TESTO DI RIFERIMENTO:
----

Disse Ulisse (o meglio, Dante)...

"Considerate la vostra semenza:
fatti non foste a viver come bruti
ma per seguir virtute e canoscenza"

sabato 11 giugno 2016

Candido o l'ottimismo


Voglio pubblicare la recensione di un libro che lessi tempo fa per compito: "Candido o l'ottimismo" di Voltaire. Oltre alla scheda/recensione andava preparata una esposizione orale del libro. Credo che il monologo che preparai meriti anch'esso la pubblicazione, quindi chissà, magari in futuro lo vedrete qui sul blog. Il libro mi è piaciuto molto... Ma per avere maggiori informazioni e mie impressioni, vi lascio alla scheda.

----

Voci di identificazione del luogo
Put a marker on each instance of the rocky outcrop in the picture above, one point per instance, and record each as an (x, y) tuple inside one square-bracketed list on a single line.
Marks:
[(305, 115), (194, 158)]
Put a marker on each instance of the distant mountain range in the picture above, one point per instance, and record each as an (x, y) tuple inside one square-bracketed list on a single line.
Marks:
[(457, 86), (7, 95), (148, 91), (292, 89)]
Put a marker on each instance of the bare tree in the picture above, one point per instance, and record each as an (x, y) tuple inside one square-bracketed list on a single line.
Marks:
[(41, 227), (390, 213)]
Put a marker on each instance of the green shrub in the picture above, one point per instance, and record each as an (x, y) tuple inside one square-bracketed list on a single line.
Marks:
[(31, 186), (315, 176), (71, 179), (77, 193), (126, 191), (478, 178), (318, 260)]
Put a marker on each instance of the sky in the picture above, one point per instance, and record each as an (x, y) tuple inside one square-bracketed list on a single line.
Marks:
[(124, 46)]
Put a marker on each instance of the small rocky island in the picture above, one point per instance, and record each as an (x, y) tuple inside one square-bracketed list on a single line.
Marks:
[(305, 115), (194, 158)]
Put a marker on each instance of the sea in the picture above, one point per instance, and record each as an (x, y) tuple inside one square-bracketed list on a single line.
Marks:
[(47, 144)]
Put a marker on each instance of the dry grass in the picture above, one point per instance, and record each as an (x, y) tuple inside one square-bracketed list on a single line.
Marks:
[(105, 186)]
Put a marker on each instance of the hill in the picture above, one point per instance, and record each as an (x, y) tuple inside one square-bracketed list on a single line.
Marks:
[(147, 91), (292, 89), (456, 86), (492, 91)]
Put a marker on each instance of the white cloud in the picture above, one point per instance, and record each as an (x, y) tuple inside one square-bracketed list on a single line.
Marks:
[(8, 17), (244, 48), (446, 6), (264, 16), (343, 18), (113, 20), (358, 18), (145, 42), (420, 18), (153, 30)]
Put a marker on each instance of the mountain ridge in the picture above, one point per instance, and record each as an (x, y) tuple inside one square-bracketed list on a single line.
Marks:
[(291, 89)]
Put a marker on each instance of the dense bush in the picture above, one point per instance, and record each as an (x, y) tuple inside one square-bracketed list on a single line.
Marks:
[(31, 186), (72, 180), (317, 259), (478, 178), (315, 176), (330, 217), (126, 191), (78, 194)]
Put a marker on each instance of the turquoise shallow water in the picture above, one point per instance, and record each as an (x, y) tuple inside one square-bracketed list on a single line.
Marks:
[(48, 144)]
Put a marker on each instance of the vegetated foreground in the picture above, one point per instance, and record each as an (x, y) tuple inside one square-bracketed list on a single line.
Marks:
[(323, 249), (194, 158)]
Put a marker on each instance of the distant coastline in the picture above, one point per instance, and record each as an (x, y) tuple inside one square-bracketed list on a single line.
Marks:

----

ESERCIZI:
A: Trascrivi dal post sulla recensione di "Candido" il brano che va da "Voglio pubblicare la" a "lascio alla scheda.".
B: Prosegui il post sulla recensione di "Candido", riprendendo subito dopo la sua ultima frase.

SOLUZIONI DEGLI ESERCIZI:
A:
Voglio pubblicare la recensione di un libro che lessi tempo fa per compito: "Candido o l'ottimismo" di Voltaire. Oltre alla scheda/recensione andava preparata una esposizione orale del libro. Credo che il monologo che preparai meriti anch'esso la pubblicazione, quindi chissà, magari in futuro lo vedrete qui sul blog. Il libro mi è piaciuto molto... Ma per avere maggiori informazioni e mie impressioni, vi lascio alla scheda.

B:
Titolo originale: Candide ou l’optimisme
Autore: Voltaire
Data e luogo di pubblicazione: 1759 a Parigi, Londra e
Amsterdam
Genere di appartenenza: racconto filosofico

 [...]e Pangloss deceva qualche volta a Candido: “Tutti gli eventi sono connessi nel migliori dei mondi possibili; perché se voi non foste stato cacciato da un bel castello a gran calci nel sedere, per amore di Madamigella Cunegonda, se non foste capitato sotto l’Inquisizione; se non aveste percorso l’America a piedi, se non aveste assestato un bel colpo di spada al barone, se non aveste perso tutti i montoni di Eldorado, non sareste qui a mangiare cedri canditi e pistacchi.” “Ben detto,” rispose Candido, “Ma dobbiamo coltivare il nostro orto.”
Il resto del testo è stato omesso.